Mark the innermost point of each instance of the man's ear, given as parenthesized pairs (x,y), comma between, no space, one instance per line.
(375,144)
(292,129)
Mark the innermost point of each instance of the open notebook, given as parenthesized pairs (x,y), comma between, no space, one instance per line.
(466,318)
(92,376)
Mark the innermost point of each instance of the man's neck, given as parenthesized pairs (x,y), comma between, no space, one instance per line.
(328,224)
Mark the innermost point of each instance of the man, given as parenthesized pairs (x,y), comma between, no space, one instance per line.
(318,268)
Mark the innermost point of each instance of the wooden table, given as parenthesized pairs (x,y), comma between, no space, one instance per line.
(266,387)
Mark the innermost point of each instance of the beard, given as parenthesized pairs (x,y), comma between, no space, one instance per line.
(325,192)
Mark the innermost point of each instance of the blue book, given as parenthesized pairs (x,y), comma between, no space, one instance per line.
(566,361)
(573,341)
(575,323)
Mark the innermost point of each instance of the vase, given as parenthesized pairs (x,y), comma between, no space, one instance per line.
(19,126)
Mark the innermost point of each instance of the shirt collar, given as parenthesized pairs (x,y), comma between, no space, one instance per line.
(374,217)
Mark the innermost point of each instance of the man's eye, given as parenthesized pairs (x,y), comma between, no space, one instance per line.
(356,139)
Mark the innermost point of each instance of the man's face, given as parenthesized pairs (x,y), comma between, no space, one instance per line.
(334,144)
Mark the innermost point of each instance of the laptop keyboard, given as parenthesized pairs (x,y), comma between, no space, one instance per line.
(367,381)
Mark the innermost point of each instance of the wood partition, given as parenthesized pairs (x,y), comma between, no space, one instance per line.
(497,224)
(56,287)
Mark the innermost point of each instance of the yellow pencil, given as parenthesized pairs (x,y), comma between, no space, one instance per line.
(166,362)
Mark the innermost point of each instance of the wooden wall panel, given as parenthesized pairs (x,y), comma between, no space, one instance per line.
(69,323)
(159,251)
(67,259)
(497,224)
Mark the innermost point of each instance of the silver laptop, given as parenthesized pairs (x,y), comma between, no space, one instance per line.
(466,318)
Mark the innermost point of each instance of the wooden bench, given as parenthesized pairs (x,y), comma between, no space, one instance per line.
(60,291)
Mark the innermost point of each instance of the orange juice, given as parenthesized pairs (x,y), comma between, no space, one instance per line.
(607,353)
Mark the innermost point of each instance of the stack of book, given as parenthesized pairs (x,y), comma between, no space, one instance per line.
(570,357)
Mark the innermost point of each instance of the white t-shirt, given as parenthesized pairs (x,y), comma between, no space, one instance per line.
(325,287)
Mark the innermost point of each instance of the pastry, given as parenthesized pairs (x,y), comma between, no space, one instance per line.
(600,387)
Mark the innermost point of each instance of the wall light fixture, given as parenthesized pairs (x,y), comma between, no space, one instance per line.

++++

### TASK GOAL
Only one thing belongs in the reply: the exact lines of the listing above, from the one with "Mark the innermost point of each instance of the stack" through its last line.

### ANSWER TO THIS PROBLEM
Mark the innermost point of each instance of the stack of book, given as parenthesized pairs (x,y), comma between, no space, one instance per line.
(570,357)
Mark the innermost point of each instance of the white t-shirt, given as parenthesized pairs (x,y), comma between, no space, one instance per line.
(325,287)
Mark the innermost point of each instance of the pastry, given as parenthesized pairs (x,y), comma between, no space, one instance per line.
(600,387)
Mark the innermost point of each instance of the wall light fixture, given as parenthesized pairs (x,y), comma between, no space, one instance per line.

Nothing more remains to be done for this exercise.